Records from a point annotation dataset:
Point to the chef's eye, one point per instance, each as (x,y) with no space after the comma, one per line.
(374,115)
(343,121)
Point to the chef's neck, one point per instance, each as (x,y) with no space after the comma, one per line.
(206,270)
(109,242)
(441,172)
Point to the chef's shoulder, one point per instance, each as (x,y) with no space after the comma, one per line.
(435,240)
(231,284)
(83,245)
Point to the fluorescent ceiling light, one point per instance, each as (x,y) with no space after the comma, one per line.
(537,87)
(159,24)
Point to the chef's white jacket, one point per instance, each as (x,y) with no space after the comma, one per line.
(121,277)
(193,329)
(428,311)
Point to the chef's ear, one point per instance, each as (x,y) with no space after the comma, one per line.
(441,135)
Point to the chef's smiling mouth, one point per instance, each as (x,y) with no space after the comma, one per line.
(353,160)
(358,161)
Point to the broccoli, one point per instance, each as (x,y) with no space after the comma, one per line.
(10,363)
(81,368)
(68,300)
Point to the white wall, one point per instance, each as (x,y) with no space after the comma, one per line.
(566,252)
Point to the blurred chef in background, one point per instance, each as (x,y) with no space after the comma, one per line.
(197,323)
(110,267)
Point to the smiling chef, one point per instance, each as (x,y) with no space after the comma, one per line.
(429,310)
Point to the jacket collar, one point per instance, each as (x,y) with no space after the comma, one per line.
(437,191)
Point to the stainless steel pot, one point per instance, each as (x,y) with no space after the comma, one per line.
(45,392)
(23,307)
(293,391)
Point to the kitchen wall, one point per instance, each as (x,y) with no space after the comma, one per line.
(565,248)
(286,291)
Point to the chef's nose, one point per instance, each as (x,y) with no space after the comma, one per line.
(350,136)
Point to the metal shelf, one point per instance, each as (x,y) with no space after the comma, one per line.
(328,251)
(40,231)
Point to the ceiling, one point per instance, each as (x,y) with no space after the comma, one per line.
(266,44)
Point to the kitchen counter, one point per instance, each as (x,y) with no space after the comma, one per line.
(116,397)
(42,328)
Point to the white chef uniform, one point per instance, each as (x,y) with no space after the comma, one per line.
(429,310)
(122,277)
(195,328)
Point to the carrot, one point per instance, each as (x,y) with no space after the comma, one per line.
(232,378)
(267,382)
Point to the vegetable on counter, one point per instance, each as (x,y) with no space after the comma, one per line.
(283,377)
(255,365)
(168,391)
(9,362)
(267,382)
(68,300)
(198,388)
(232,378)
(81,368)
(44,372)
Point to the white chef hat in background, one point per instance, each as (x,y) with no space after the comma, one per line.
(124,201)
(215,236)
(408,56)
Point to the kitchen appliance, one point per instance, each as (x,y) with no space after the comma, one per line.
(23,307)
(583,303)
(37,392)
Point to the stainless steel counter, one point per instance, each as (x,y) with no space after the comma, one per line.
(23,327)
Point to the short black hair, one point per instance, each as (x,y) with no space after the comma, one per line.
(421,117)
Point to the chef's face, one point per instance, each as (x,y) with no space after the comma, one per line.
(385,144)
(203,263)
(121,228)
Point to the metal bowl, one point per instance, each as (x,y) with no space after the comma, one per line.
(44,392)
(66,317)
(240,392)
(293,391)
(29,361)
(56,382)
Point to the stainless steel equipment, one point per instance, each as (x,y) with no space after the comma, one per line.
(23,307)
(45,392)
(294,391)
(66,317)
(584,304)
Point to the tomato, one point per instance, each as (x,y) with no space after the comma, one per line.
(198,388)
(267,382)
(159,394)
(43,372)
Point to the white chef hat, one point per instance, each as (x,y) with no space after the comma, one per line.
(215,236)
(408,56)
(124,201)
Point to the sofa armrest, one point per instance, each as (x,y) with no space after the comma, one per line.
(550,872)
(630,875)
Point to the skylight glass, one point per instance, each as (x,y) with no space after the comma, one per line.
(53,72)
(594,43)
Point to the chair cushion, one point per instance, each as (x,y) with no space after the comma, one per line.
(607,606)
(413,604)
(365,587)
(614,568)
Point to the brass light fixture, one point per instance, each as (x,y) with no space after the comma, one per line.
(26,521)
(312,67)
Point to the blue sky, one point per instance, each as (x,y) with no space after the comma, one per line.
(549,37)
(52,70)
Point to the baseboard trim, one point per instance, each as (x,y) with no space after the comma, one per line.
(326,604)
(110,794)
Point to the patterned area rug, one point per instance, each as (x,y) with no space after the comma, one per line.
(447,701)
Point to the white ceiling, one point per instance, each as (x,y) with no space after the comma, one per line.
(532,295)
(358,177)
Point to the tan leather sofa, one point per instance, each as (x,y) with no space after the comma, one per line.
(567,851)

---

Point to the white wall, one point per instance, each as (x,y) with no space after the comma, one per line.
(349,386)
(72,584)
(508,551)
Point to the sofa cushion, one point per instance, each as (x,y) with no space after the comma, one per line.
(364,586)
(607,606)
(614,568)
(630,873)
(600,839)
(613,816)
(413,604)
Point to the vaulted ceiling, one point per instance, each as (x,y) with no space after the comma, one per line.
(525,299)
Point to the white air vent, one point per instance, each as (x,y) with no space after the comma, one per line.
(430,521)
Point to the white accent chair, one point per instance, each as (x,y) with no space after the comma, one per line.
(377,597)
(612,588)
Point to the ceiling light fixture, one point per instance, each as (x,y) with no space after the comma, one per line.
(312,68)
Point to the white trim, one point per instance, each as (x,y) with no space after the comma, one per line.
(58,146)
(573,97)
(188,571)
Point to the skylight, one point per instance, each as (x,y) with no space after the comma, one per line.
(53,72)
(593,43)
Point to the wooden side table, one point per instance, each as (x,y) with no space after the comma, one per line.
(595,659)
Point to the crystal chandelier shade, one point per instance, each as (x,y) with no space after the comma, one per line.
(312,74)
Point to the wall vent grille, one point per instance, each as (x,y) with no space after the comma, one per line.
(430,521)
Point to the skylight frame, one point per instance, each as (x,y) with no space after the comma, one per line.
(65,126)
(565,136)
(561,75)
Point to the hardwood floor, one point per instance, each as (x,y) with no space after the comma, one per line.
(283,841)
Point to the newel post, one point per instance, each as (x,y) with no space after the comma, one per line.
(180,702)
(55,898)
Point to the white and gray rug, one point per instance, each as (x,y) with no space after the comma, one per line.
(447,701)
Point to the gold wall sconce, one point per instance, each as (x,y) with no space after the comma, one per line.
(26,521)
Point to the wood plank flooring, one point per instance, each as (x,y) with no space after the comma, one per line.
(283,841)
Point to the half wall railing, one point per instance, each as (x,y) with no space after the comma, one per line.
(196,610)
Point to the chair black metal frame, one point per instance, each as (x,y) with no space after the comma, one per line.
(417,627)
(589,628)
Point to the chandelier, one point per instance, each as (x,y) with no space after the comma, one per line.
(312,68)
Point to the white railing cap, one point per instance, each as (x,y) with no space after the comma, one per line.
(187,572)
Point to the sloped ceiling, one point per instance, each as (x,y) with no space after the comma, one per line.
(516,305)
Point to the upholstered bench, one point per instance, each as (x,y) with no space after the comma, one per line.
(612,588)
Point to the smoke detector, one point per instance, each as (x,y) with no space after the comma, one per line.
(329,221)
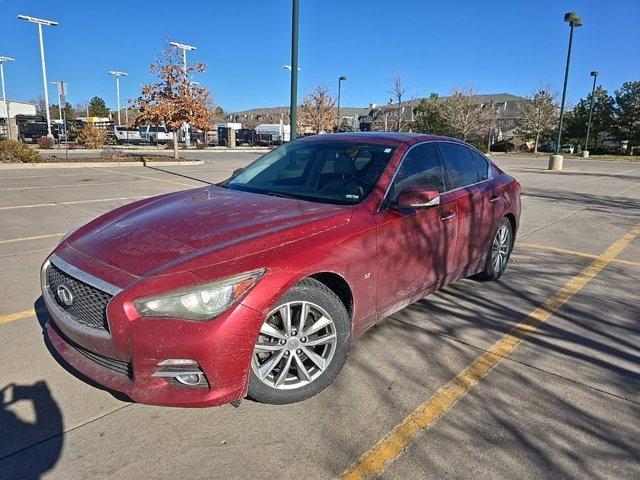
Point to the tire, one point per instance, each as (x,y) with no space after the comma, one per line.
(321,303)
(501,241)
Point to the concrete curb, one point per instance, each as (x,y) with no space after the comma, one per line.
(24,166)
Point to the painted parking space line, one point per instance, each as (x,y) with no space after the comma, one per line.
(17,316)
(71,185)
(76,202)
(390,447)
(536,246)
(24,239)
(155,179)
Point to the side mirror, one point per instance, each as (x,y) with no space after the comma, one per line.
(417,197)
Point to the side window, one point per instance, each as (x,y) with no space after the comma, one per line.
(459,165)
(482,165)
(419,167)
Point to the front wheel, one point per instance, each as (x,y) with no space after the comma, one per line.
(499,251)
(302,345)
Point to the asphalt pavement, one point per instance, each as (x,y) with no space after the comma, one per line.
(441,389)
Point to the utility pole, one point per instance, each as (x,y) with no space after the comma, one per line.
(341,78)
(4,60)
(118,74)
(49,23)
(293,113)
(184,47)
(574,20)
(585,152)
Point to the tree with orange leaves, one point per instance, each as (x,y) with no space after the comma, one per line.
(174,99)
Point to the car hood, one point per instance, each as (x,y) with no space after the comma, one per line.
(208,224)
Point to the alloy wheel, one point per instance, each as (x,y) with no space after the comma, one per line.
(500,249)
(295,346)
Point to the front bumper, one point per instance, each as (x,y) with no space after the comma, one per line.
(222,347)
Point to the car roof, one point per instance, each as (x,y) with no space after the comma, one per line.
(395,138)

...

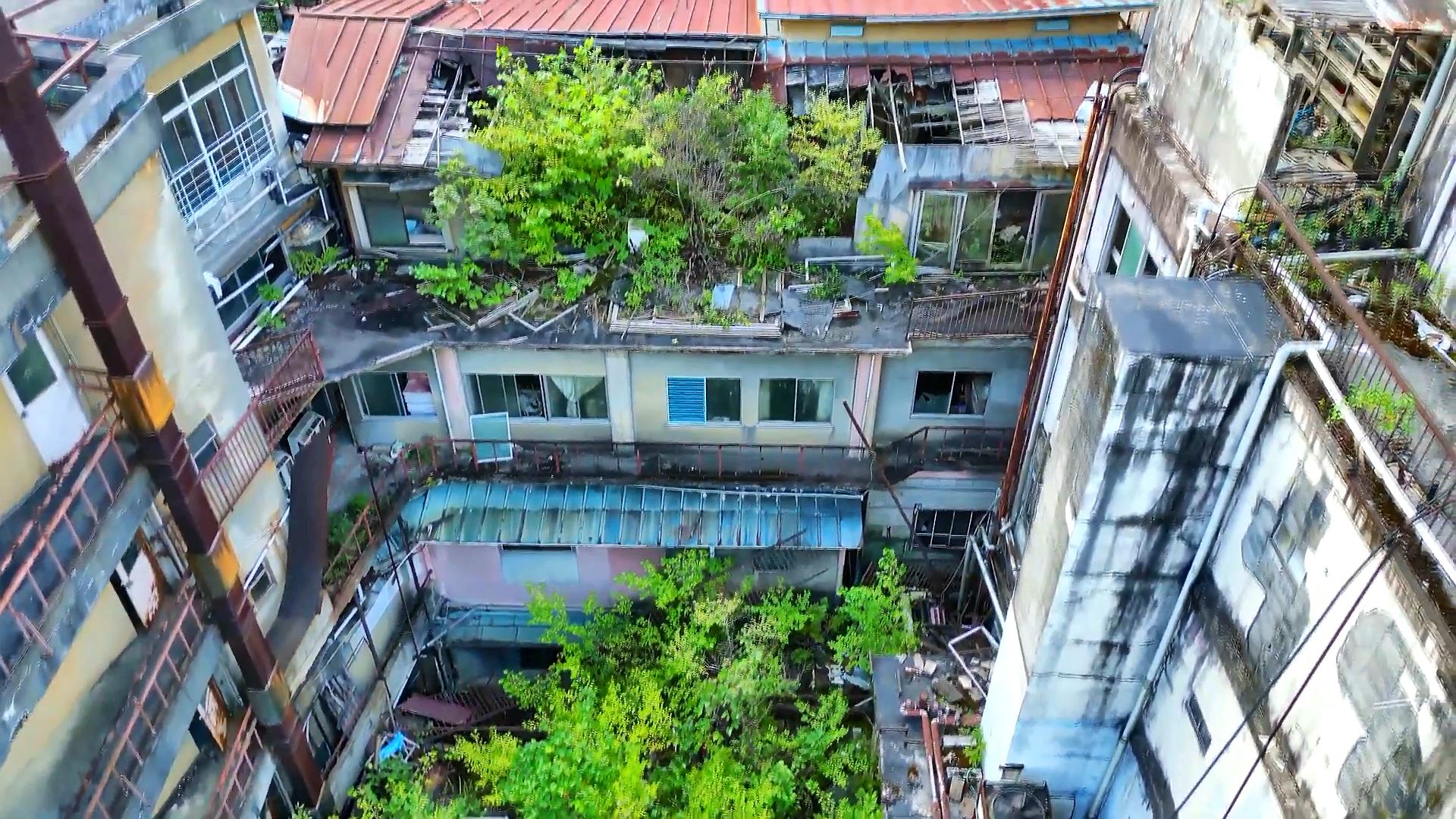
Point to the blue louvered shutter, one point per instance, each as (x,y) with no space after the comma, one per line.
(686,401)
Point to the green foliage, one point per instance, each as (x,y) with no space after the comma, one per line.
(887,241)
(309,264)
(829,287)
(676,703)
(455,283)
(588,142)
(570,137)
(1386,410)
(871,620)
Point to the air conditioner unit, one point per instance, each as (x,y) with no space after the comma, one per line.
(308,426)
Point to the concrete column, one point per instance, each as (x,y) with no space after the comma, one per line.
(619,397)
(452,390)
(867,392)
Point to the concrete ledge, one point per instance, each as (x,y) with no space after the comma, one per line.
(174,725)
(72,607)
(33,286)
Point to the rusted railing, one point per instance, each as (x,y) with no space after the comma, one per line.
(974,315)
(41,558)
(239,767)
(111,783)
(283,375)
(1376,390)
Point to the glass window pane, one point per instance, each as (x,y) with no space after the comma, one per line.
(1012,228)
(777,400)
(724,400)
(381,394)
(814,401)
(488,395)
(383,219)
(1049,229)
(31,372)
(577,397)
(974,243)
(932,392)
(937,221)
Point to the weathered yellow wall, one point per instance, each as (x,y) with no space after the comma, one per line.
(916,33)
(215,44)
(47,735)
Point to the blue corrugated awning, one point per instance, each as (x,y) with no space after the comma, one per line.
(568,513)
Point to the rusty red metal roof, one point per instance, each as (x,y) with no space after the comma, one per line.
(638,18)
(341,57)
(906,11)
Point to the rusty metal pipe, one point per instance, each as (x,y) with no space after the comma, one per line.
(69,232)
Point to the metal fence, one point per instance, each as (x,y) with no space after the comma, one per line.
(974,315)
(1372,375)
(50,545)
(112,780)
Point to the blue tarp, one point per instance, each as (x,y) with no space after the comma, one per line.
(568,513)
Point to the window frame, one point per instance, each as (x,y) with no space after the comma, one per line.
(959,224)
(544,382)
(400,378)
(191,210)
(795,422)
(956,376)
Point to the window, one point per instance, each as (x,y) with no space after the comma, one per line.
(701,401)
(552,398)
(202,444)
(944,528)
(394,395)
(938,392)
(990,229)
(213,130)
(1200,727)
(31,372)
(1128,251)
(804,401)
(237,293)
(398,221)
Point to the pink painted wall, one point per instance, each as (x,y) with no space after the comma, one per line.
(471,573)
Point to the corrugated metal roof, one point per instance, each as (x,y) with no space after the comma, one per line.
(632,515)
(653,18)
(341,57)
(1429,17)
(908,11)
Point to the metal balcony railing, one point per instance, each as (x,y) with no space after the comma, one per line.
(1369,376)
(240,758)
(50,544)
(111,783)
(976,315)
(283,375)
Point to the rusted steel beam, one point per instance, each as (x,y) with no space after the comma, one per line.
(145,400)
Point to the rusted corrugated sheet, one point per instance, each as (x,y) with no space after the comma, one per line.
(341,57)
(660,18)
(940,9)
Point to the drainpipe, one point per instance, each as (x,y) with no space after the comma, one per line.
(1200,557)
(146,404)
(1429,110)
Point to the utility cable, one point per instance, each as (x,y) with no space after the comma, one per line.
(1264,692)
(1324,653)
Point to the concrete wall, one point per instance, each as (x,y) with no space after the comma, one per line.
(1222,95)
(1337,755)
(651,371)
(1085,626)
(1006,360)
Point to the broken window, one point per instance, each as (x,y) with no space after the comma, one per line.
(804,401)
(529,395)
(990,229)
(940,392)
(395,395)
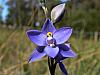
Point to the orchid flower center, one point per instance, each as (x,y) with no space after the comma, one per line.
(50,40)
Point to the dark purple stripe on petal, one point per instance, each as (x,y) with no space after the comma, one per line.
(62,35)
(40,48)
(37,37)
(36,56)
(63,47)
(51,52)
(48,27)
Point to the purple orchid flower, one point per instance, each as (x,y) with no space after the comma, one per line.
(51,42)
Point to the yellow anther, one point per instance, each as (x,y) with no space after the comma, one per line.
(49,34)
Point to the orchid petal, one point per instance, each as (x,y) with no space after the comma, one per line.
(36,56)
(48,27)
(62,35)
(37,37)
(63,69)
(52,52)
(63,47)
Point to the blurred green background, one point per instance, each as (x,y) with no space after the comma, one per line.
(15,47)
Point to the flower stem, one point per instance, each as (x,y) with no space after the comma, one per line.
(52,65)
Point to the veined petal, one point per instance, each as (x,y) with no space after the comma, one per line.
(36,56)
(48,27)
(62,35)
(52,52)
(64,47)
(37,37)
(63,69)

## Exercise prompt
Return every line in the entries above that contains the string "vent", treating uppercase and lowercase as different.

## Finished exercise
Point to the white air vent, one point per instance, each as (x,y) with no space after the comma, one per line.
Point to the wall vent grille, one point per instance, each as (x,y) with no space after the comma, one per line.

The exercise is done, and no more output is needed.